A further important trend is the flattening of the bottom topography [2], a process linked to the salt marshes erosion process through the accumulation of eroded sediments on the surrounding tidal flat bottom. Only a part of these sediments is accumulated, while the rest is resuspended by the joint action of wave energy and tidal currents; once resuspended, sediments are transported to minor and then bigger channels, and from there out to the sea.
The consequences of erosion are several and are linked to the loss of the ecosystem services that salt marshes provide: support to biodiversity; pollutants abatement and hydrodynamic control; support to human activities such as fishing, hunting and eco-tourism given the many animal and plant species which live or spawn there; spiritual and recreational values; etc.
In the following paragraphs, we describe the features of the salt marsh system, its ecosystem functions and the multiple causes of its erosion.

The salt marsh system

The salt marsh system is one of the key morphological features of the Venice Lagoon: besides the salt marsh itself, the system includes the surrounding tidal flats and the network of channels and creeks that pass through and around it.
The salt marsh system is characterised by some intrinsic features. One of these is the regular phenomenon of submersion and emersion due to tide cycles, although complete flooding occurs only during pronounced high tide [3]. The soil structure of salt marshes is composed of silty and clayey sediments with a high organic component. They are generally covered by halophyte, specialized and largely herbaceous vegetal species, adapted to the high soil salinity [1]. There is a vertical pattern of vegetation changes, very sensitive to small variations in elevation. The sequence of vegetal species that develop in the vertical range between 0 and +40 cm is almost constant and very repetitive, and may be considered a pretty reliable indicator of altitude [4].
An important feature of this environmental system is the continuously evolving morphology that is the result of dynamic interactions between erosion and sedimentation processes, tidal currents, wave energy, and the presence of vegetation that consolidates the ground.

To do →
1 – Answer these questions from the salt marsh text:
(a) What are salt marsh soils composed of?
(b) Once resuspended, where are sediments transported?
(c) In what vertical range does the sequence of vegetal species stay almost constant and very repetitive?
2 – Rewrite the salt marsh text between "The consequences of" and "and around it.", inclusive, substituting "Lagoon of Venice" for "Venice Lagoon".
3 – Extend the salt marsh text, picking up after its last sentence.
None of the material that comes after this is needed.

Stored data →

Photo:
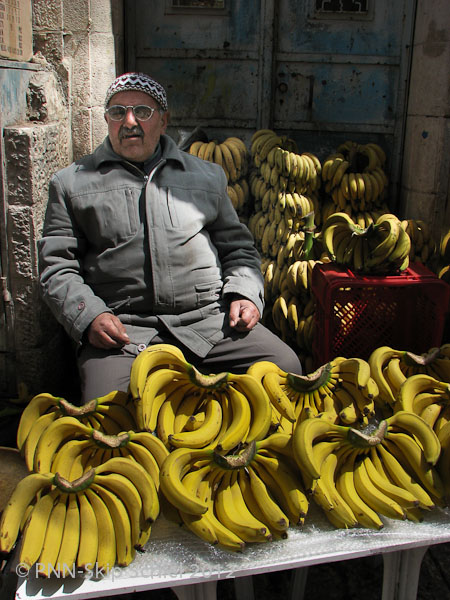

Written answers →
1 –
(a) Silty and clayey sediments with a high organic component.
(b) To minor and then bigger channels, and from there out to the sea.
(c) Between 0 and +40 cm.

2 –
The consequences of erosion are several and are linked to the loss of the ecosystem services that salt marshes provide: support to biodiversity; pollutants abatement and hydrodynamic control; support to human activities such as fishing, hunting and eco-tourism given the many animal and plant species which live or spawn there; spiritual and recreational values; etc.
In the following paragraphs, we describe the features of the salt marsh system, its ecosystem functions and the multiple causes of its erosion.

The salt marsh system

The salt marsh system is one of the key morphological features of the Lagoon of Venice: besides the salt marsh itself, the system includes the surrounding tidal flats and the network of channels and creeks that pass through and around it.

3 –
Salt marshes are considered to be transitional ecosystems not only in space, as they are located where the land meets the sea, but also in time, as the lagoon landscape is constantly changing. This concept should be at the basis of any engineering work that acts on the salt marsh system (e.g. to protect it); such a work should not be rigid, but rather flexible, easily reversible, modifiable, and biodegradable, to be harmonized with the dynamic nature of these habitats.

The functions of salt marshes

To analyse salt marshes and the ecological functions they perform, it is essential to understand their importance and the reasons why we aim to protect them. Some of the key functions carried out by the salt marsh ecosystem are now outlined.
Hydrodynamic function: this function is closely linked to the particular geomorphological structure of the salt marsh system, which contains a network of several channels of different sizes. This system promotes the circulation of water flows with different salinities, temperatures, and densities, and reduces tidal effects.
Buffer function: salt marshes are buffer zones in the lagoon; they dissipate current and wind energy, thus mitigating the erosive effect on other surrounding emerged surfaces and canal banks, and, as all wetlands, promote the natural removal of nutrients and pollutants such as those discharged from the inland.
Ecological function: the intrinsic transitional and variable nature of this ecosystem, with the continuous submersion and emersion processes and the sharp fluctuations in physical-chemical parameters, enhances the presence of specialized vegetation, with a vertical-sensitive development. All these features, combined with the peculiar morphology, promote the creation of ecological niches and the consequent fostering of terrestrial and marine biodiversity.
Socio-economic function: the uniqueness of this kind of habitat allows the reproduction and growth of valuable fish species, which support fishing activities and, consequently, local socio-economic development.
Spiritual function: there is definitely an intimate and emotional bond between this habitat and local communities who live and work within the lagoon.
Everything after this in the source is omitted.